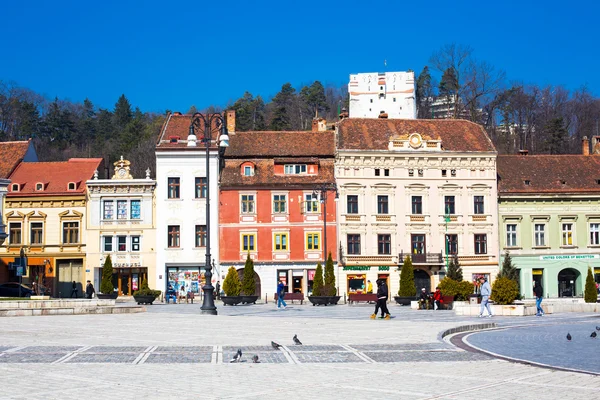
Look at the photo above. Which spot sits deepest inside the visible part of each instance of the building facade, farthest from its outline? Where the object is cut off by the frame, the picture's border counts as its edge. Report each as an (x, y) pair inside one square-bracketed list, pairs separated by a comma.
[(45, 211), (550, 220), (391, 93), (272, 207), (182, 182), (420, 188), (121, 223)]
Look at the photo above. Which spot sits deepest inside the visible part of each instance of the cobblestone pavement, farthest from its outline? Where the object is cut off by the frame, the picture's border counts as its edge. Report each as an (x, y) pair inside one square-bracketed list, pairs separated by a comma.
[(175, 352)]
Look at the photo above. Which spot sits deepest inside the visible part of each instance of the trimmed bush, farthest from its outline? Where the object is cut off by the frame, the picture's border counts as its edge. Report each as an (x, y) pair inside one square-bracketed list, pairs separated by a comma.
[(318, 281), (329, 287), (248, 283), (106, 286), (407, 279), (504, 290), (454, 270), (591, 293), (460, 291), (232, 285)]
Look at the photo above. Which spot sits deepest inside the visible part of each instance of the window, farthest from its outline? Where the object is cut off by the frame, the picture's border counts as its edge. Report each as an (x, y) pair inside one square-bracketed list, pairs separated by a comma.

——

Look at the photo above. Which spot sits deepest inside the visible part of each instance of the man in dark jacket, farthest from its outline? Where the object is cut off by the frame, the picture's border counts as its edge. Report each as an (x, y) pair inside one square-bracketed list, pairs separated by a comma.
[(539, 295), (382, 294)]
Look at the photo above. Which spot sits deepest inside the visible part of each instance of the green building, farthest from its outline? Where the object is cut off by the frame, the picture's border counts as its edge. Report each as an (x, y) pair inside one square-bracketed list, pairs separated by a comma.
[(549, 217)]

——

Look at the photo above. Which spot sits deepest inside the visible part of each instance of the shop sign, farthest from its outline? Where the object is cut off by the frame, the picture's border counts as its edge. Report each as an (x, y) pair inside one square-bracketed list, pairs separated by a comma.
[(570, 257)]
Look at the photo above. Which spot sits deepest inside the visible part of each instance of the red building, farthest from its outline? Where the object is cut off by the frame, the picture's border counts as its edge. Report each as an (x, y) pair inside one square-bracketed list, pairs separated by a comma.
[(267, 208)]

——

Required work.
Rewrite the data from the line with "of the building" up to and including the line with "188), (121, 223)]" as a two-column CSV with the header row input,output. Give one row for each text and its answer, with each field in double quotes and any line breaks turned into spaces.

Response to this exercise.
input,output
"Look at the photo above. Which spot sits deepest inside the visible part of each instance of the building facade, farthest from its outline? Where the object is cut off by the frame, the picture's border counts as its edge. Report each as an (x, y) pair inside one square-bracketed list, pairs separated by a comma.","[(45, 211), (550, 220), (391, 93), (272, 207), (182, 182), (420, 188), (121, 223)]"